Realato de una caceria llevada a cabo por el autor en la provincia de La Pampa, y del astuto macareno que fuera su actor principal.


El padrillo tendría unos cuatro años. Como sus hermanos de lechigada, hacia ya un año que se había apartado de la piara. Si bien a esa edad no podía considerarse un trofeo excepcional, ya tenía algunas de las mañanas que caracterizan a los jabalíes viejos. Sabía jugar a las escondidas. Al menos lo había hecho con un amigo mío unas noches atrás.

Dentro del monte se movía a gusto, sintiéndose seguro. La vida no era mala en su espesura, ya que siempre había alguna papa de monte o bayas de caldén a mano para picotear. Tampoco faltaban insectos y otros animales pequeños para suplir el menú. El hambre, atraído por estos pensamientos, le apareció de golpe, y recordó los granos de maíz que sabía lo estarían esperando en el tajamar. A regañadientes emprendió el camino. Había aprendido a desconfiar de todo, y el tajamar era un lugar demasiado abierto para su gusto.

----------

▶ Tareas a realizar:
[A] Transcribe sin cambios el tramo del relato de la cacería que empieza en "Dentro del monte" y termina en "para su gusto.".
[B] Enumera todo lo que, según el relato de la cacería, el jabalí tiene para comer.

----------

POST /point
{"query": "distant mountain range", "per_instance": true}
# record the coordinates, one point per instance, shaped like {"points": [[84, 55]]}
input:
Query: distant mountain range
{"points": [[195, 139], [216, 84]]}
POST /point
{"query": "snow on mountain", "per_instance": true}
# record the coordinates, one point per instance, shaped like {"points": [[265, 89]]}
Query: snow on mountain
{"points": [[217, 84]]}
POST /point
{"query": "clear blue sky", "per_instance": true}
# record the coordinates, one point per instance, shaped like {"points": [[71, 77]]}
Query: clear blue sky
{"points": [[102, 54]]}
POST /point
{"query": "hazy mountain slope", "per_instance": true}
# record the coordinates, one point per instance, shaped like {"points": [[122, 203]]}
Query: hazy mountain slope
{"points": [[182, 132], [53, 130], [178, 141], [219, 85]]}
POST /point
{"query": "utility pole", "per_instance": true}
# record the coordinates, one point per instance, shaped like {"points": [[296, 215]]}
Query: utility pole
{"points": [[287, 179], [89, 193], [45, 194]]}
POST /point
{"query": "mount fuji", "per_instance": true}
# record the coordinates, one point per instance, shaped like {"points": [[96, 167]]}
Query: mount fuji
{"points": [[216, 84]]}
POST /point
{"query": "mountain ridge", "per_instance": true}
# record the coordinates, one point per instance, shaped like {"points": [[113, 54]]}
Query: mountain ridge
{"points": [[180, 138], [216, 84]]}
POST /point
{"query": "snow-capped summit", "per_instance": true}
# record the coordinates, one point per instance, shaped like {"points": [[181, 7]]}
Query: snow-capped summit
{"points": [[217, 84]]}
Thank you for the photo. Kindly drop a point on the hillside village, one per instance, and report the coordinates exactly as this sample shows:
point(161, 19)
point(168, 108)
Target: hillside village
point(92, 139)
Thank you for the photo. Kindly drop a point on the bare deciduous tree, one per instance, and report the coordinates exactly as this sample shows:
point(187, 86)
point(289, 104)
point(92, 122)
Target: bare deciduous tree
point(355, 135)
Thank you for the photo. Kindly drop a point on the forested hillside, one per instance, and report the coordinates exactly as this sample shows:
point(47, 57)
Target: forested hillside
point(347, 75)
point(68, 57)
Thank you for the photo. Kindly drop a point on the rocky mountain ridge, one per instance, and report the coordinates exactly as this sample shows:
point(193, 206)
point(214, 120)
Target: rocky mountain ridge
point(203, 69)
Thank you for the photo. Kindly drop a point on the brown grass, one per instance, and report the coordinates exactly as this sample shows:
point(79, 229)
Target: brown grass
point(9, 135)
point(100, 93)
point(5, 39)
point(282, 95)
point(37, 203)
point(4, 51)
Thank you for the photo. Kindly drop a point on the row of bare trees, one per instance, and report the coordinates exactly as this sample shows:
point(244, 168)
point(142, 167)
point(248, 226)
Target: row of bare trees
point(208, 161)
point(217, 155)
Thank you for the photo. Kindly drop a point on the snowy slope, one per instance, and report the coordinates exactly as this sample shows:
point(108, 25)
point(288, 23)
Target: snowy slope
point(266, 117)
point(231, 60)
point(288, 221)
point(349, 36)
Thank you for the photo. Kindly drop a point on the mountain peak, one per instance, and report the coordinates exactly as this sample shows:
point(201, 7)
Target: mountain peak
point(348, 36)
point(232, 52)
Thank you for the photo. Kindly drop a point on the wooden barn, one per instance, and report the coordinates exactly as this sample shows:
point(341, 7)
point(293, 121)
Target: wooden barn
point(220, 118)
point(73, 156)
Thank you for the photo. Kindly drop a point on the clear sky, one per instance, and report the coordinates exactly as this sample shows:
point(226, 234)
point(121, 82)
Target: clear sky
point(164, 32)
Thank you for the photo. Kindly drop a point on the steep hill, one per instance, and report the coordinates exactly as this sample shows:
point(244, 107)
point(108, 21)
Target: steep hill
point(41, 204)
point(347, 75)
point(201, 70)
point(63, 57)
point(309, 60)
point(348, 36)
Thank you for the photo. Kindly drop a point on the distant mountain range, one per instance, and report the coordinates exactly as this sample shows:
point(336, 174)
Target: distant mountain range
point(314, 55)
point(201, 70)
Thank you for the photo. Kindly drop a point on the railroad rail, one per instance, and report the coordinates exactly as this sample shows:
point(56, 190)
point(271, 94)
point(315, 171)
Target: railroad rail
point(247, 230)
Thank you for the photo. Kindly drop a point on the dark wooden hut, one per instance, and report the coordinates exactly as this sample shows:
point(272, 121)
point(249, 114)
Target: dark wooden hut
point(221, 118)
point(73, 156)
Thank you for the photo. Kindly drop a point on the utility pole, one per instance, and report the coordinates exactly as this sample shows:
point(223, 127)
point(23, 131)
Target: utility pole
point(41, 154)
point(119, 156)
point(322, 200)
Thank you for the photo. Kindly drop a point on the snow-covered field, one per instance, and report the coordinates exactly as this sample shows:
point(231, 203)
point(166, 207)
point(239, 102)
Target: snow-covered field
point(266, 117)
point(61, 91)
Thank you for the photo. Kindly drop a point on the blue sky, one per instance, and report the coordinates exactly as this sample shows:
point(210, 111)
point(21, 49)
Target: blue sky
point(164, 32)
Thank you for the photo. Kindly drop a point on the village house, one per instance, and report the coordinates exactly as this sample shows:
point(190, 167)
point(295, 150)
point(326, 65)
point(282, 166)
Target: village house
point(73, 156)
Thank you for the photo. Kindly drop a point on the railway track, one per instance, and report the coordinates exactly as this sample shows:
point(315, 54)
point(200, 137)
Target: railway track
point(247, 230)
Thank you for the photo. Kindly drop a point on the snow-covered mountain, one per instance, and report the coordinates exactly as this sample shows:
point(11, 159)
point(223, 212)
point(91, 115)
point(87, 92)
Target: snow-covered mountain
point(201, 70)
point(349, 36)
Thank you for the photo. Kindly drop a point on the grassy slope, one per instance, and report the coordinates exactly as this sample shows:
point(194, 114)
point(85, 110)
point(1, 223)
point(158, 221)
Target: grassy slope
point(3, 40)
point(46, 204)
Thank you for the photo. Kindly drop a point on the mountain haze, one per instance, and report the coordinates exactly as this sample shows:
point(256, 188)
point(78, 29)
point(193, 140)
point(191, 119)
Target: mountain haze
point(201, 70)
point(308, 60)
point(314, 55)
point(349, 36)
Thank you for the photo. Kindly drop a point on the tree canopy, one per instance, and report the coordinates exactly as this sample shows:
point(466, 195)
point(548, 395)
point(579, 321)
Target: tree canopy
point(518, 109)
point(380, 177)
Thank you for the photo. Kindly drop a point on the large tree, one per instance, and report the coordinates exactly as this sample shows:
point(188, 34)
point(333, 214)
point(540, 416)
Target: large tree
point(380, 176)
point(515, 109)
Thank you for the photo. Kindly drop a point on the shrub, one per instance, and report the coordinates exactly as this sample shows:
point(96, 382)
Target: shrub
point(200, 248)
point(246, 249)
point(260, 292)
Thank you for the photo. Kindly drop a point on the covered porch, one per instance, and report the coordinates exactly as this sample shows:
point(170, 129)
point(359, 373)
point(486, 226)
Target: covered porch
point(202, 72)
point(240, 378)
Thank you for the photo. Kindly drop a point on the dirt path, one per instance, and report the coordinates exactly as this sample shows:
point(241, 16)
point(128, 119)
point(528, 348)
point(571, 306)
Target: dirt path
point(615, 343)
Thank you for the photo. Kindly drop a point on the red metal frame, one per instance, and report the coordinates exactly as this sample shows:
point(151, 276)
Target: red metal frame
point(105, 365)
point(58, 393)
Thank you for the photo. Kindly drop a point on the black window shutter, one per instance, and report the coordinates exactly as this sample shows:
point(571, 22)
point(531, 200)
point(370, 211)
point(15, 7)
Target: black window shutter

----------

▶ Respuestas en orden:
[A]
Dentro del monte se movía a gusto, sintiéndose seguro. La vida no era mala en su espesura, ya que siempre había alguna papa de monte o bayas de caldén a mano para picotear. Tampoco faltaban insectos y otros animales pequeños para suplir el menú. El hambre, atraído por estos pensamientos, le apareció de golpe, y recordó los granos de maíz que sabía lo estarían esperando en el tajamar. A regañadientes emprendió el camino. Había aprendido a desconfiar de todo, y el tajamar era un lugar demasiado abierto para su gusto.

[B]
- papa de monte
- bayas de caldén
- insectos
- otros animales pequeños
- granos de maíz